Task item:
Could you restate exactly the lines that begin at the line with "field | value" and end at the final line of the data?

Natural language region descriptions
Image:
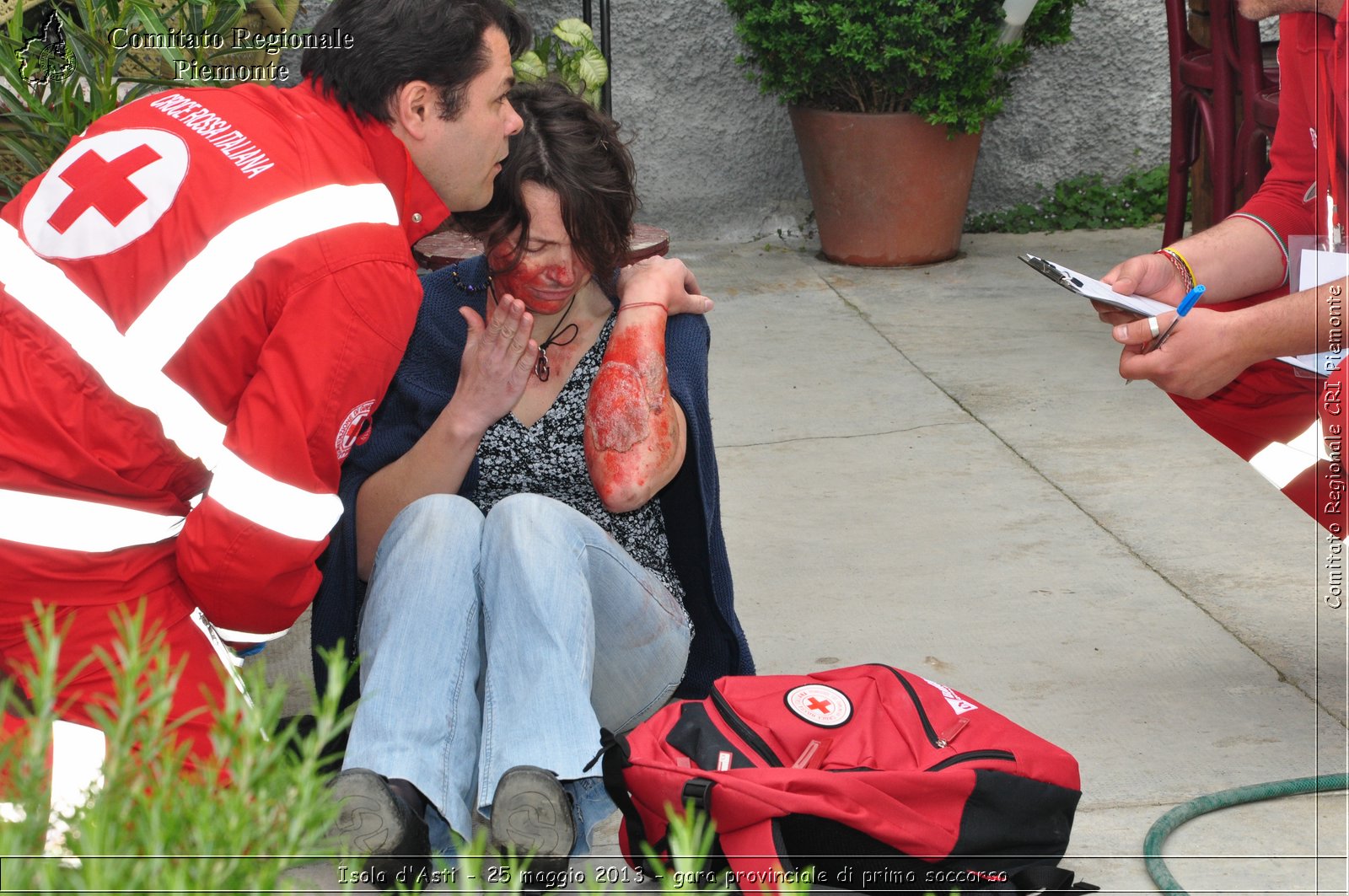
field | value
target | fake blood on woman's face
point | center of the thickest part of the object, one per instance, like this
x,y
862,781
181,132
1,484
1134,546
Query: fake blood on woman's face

Problem solution:
field | value
target | fake blood on woman's face
point | center of the thickest part of the object, one per instance, like this
x,y
862,781
181,132
1,484
1134,546
Query: fake blood on woman's face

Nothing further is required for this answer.